** REQUIREMENT **
Please write the next part of the text on the Cowin vaccination app and structural violence, picking up after its final paragraph.

(TEXT EXCERPT Opens)

The Cowin app is another classic example of oblivious structural violence…those who created and propagated the app and the whole Cowin digital system forgot to take into account the large swathes of the population who would find it difficult or impossible to use. When the privileged don’t understand that there are enough people who don’t have a smartphone and even if they do, cannot navigate the various links needed to get an appointment for a vaccine shot…that is the classic definition of structural violence.
I was among the more fortunate ones, along with my entire medical staff, to get vaccinated in January, but even then it was my HR team that had to manage all the logistics for the ward-boys and the less educated staff, who on their own were unable to understand the system.
When the time came to get our household-help vaccinated recently, it was again a nightmare. One of them is uneducated and can’t read SMSes, the other does not own a smartphone…but because it was important to us that they be vaccinated, we had to solve this problem on their behalf. What happens to others like them who don’t have any help?
Ordinarily, no one would care. But with Covid-19, until everyone around us is vaccinated, none of us is really safe and that changes the equation. Thankfully, in the last few weeks, many decision-makers and those in power have realized this and are finally reaching out to the poorest of the poor and those without the means to navigate the Cowin app, to get them vaccinated.
The invisible usually don’t really matter…but now they do and if that means a preferential option for the poor, as Dr. Paul Farmer recently alluded to, then so be it.
The battle we won against smallpox took more than 200 years, from the time vaccination was recognized as a way to control the spread of this killer disease, to the final moments in the late 1970s when international co-operation allowed the vaccine to reach the poorest of the poor and the farthest corners of the globe.

(TEXT EXCERPT Closes)
(GIVEN INFORMATION Opens)

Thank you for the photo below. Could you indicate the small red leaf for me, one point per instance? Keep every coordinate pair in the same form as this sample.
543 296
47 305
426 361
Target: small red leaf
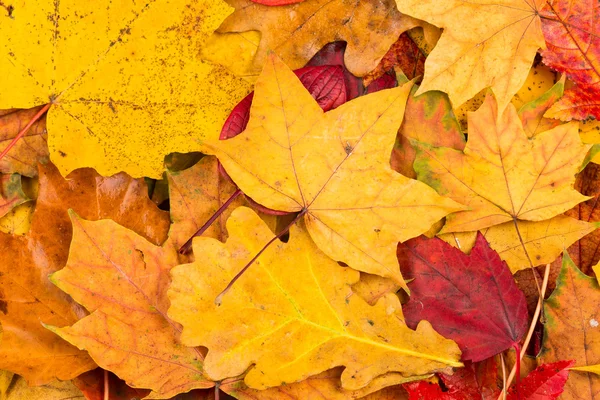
471 299
272 3
546 382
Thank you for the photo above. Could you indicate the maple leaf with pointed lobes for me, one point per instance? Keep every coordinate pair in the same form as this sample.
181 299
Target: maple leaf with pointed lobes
27 296
502 175
334 168
293 315
128 330
573 47
495 49
471 299
119 76
571 329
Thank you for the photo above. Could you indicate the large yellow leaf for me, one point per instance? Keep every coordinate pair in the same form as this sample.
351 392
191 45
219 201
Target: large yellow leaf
333 166
502 175
297 32
122 279
293 315
125 79
483 44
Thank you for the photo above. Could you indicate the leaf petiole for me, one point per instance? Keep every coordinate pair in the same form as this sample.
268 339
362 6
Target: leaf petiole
219 298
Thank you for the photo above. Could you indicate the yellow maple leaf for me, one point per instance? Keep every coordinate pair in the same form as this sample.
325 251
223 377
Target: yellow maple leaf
122 279
502 175
334 168
293 315
297 32
483 44
121 77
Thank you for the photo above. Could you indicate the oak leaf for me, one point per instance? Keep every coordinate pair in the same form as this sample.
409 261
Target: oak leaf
297 32
128 331
496 48
571 329
120 78
502 175
30 149
334 168
471 299
573 48
28 298
293 315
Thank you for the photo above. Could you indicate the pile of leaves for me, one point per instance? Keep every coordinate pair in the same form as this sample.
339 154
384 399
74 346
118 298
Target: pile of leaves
266 199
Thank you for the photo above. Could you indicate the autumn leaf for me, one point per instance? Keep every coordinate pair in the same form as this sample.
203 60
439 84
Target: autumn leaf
571 329
128 330
571 35
119 78
27 296
471 299
496 48
546 382
333 168
296 32
298 299
11 193
29 150
325 385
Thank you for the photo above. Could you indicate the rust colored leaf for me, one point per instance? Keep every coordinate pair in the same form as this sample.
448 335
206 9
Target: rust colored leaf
122 279
11 193
471 299
546 382
571 330
30 149
572 38
297 32
28 298
404 54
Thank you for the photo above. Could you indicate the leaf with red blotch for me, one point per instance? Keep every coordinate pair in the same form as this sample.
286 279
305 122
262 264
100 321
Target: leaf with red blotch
325 83
272 3
573 47
474 381
546 382
471 299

(GIVEN INFORMATION Closes)

** ANSWER TO THE EXERCISE **
The same realization is needed to ensure that no one is left behind with Covid-19. But it is not just Covid-19. In 2019, 440000 people died of tuberculosis in India. We have 2.6 million (26.4 lakh) cases, the highest in the world. TB is the biggest infectious disease killer in the world and dengue and malaria still ravage large parts of this globe, especially the poorer countries and the poorer parts of both, the rich and the poor countries.
The rich countries have to work with the poor countries just as the privileged in the poor countries need to work with the less privileged and so on…We have to speed up vaccine research especially using mRNA and other similar technologies to tackle these infectious diseases that cause avoidable death and disability in our country and around the world. India was supposed to eradicate/control TB by 2025…perhaps with a fast-tracked vaccine, we may be able to get there by 2030.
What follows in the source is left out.